--- Start of AVAILABLE RECORDS ---
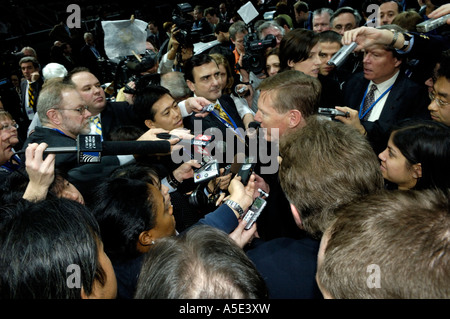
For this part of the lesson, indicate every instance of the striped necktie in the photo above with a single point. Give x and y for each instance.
(98, 124)
(370, 99)
(222, 113)
(30, 96)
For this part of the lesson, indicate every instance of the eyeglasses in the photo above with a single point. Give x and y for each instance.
(8, 127)
(80, 110)
(438, 101)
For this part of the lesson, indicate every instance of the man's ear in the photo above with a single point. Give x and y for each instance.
(54, 116)
(149, 123)
(191, 85)
(296, 216)
(294, 117)
(417, 170)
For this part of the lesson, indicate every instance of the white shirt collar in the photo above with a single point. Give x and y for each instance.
(383, 86)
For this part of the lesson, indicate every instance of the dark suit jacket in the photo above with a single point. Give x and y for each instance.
(117, 114)
(37, 86)
(211, 122)
(288, 267)
(406, 99)
(83, 176)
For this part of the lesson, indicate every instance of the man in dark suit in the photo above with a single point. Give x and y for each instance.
(61, 125)
(287, 99)
(311, 177)
(381, 96)
(30, 88)
(202, 76)
(111, 114)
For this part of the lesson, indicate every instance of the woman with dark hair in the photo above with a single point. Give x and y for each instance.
(299, 50)
(134, 214)
(52, 249)
(417, 156)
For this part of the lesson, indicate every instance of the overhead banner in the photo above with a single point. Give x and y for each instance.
(124, 37)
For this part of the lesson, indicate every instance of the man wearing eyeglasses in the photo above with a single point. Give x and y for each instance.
(440, 95)
(382, 95)
(64, 116)
(110, 114)
(61, 122)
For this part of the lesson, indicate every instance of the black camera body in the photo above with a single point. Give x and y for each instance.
(254, 59)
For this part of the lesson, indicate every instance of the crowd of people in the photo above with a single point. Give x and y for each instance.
(117, 193)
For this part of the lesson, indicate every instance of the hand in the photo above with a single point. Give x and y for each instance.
(40, 172)
(245, 77)
(242, 236)
(243, 195)
(185, 170)
(196, 104)
(182, 133)
(441, 11)
(128, 96)
(260, 183)
(150, 135)
(352, 118)
(222, 182)
(35, 76)
(367, 36)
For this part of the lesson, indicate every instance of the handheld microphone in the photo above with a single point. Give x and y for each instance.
--- End of AVAILABLE RECORDS ---
- [REQUIRED TASK] Could you retype every one of the records above word for word, leaving out the pictures?

- [WRITTEN ANSWER]
For this part of the lesson, indicate every instance of the striped necktie in the photo above with a single point. Give x and y for each instance.
(98, 124)
(370, 99)
(222, 113)
(30, 96)
For this part of the lesson, indicate every instance of the eyeglasses in the photo above with a single point. Give x and y for each instance.
(8, 127)
(80, 110)
(438, 101)
For this part of the lesson, indicate every instance of the man's ear in the photo above with a single point. Give x and y for each instance.
(54, 116)
(149, 123)
(191, 85)
(296, 216)
(294, 117)
(417, 170)
For this part of the lesson, indicate every instance of the white shirt collar in the photo above with a single point. Give x and y for each instance.
(383, 86)
For this part of the lesson, indicate every instance of the dark suit jacket in the photo above with a single point. Give x and y for each instance.
(117, 114)
(37, 86)
(211, 122)
(288, 267)
(406, 99)
(83, 176)
For this part of the lesson, indicate every instance of the man in dark suit in the photo above with a single point. Give x and y for each instance.
(61, 125)
(287, 99)
(311, 177)
(381, 96)
(30, 88)
(202, 76)
(111, 114)
For this part of the lesson, indicate every instance of the woman with dark hair in the photo above with a single point. Give x and y for each instance.
(299, 50)
(134, 214)
(52, 249)
(417, 156)
For this part of the lesson, indicate every instance of the overhead banner in the photo above with a single point. Give x and y for each instance.
(124, 37)
For this part of the lesson, indicate every instance of the man wearing eyeglasses in the photo above with a single point. Give x and y for each instance.
(440, 95)
(382, 95)
(64, 116)
(110, 114)
(61, 122)
For this part of the lesson, indicate every instance of the black camera body in the photo above with a single point. Give x and y for each instance.
(254, 59)
For this part of the lesson, indicate every instance of the crowd of people in the photo above with a single point. Give x and y for each instance.
(117, 193)
For this part of the lesson, indicate every instance of the hand in the photo above with a single point. Give x and y for each instance.
(40, 172)
(245, 77)
(242, 236)
(243, 195)
(185, 170)
(196, 104)
(182, 133)
(441, 11)
(128, 96)
(260, 183)
(150, 135)
(352, 118)
(222, 182)
(35, 76)
(367, 36)
For this part of the lesson, indicate every instance of the handheld microphone in the photo above with a single point. Give x and y for each instance.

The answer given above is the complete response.